→ **Requirement**:
Copy word for word the entries below, starting at the line that contains "Point to the monument" and ending at the last line of the entries.

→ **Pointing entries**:
==================================================

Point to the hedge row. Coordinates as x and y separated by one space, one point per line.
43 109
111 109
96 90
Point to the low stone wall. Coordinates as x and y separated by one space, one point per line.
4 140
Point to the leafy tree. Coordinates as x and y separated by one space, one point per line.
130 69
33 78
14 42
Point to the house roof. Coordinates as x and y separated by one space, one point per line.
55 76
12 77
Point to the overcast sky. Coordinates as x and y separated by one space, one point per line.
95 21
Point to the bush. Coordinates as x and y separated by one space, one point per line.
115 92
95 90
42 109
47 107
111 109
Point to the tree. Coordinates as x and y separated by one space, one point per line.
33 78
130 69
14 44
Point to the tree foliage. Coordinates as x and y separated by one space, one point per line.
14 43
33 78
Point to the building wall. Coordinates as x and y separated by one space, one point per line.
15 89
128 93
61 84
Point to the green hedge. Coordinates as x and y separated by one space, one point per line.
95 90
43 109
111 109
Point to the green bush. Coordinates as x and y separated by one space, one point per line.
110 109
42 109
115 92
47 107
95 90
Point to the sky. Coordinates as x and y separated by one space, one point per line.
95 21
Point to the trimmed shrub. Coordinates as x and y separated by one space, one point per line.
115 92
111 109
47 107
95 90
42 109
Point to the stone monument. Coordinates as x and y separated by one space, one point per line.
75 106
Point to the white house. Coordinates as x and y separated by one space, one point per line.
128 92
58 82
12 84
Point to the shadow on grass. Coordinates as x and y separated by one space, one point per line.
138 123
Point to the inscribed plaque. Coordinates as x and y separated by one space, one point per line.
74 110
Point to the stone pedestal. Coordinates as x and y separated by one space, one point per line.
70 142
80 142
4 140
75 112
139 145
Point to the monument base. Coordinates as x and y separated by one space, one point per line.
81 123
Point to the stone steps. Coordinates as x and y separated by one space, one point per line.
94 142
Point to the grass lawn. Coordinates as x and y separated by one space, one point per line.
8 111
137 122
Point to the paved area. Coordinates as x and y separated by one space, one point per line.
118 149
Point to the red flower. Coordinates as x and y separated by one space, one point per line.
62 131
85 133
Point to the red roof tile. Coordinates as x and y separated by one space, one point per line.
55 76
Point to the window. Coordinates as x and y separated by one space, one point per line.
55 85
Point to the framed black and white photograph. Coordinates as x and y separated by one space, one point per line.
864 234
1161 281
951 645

==================================================

→ **Task response**:
Point to the monument base. Coordinates as x and y separated by one space, one point per line.
81 123
Point to the stone steps. Coordinates as x and y separated by one space, one point per line.
94 142
Point to the grass lawn. Coordinates as x and y separated by one space, one point per line.
8 111
137 122
Point to the paved area. Coordinates as x and y separated by one space, one point per line.
118 149
Point to the red flower. Coordinates as x and y separated by one space, one point per line.
62 131
85 133
Point to the red roof tile. Coordinates as x and y separated by one space, one point per line.
55 76
Point to the window. Coordinates as x and y separated by one space, one point per line.
55 85
Point to the framed black and white photograph. Coordinates as x and y separated by one space, one point per line.
864 234
1161 281
951 645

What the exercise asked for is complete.